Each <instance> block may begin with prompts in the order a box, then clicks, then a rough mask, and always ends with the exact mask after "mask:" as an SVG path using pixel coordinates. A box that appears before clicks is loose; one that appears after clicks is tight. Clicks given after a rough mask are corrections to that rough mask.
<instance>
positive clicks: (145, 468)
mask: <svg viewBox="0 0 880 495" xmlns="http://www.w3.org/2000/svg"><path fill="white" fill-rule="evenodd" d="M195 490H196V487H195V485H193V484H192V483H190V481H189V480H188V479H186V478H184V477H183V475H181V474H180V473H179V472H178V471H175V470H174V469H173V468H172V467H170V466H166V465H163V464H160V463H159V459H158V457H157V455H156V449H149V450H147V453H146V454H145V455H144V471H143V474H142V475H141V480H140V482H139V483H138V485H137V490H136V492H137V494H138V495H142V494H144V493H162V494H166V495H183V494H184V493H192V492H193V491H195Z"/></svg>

* * *

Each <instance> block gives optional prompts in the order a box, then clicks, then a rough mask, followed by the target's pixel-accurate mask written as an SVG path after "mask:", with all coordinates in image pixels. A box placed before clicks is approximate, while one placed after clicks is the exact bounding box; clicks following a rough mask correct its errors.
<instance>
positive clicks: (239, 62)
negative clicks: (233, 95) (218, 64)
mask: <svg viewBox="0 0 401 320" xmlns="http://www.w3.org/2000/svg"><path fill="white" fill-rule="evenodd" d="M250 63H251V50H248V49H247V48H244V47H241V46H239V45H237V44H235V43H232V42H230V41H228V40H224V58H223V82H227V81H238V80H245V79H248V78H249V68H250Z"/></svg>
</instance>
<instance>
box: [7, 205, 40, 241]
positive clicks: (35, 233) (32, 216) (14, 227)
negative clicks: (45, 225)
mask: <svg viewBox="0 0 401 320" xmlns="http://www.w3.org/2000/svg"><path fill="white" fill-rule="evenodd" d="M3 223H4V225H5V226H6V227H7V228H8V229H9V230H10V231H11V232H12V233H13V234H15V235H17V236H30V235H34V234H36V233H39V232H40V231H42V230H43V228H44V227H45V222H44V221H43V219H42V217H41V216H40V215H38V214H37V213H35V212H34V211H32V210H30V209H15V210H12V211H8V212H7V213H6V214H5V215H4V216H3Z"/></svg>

Task item:
Every line from the line containing "Each <instance> block gives" through the line containing "positive clicks: (35, 233)" in the records above must be retyped exactly. Leave out the rest.

Written solution:
Each <instance> block gives optional prompts in the order a box, then clicks, then a rough mask, followed by the target's pixel-accurate mask written as an SVG path after "mask:", with all coordinates in image pixels. A box placed before clicks is approximate, while one placed after clicks is the exact bounding box; clicks following a rough mask correct its errors.
<instance>
positive clicks: (239, 62)
negative clicks: (233, 95) (218, 64)
mask: <svg viewBox="0 0 401 320" xmlns="http://www.w3.org/2000/svg"><path fill="white" fill-rule="evenodd" d="M250 63H251V50H248V49H247V48H244V47H241V46H239V45H237V44H235V43H232V42H230V41H228V40H224V58H223V82H227V81H238V80H245V79H248V78H249V68H250Z"/></svg>
</instance>
<instance>
box: [7, 205, 40, 241]
positive clicks: (35, 233) (32, 216) (14, 227)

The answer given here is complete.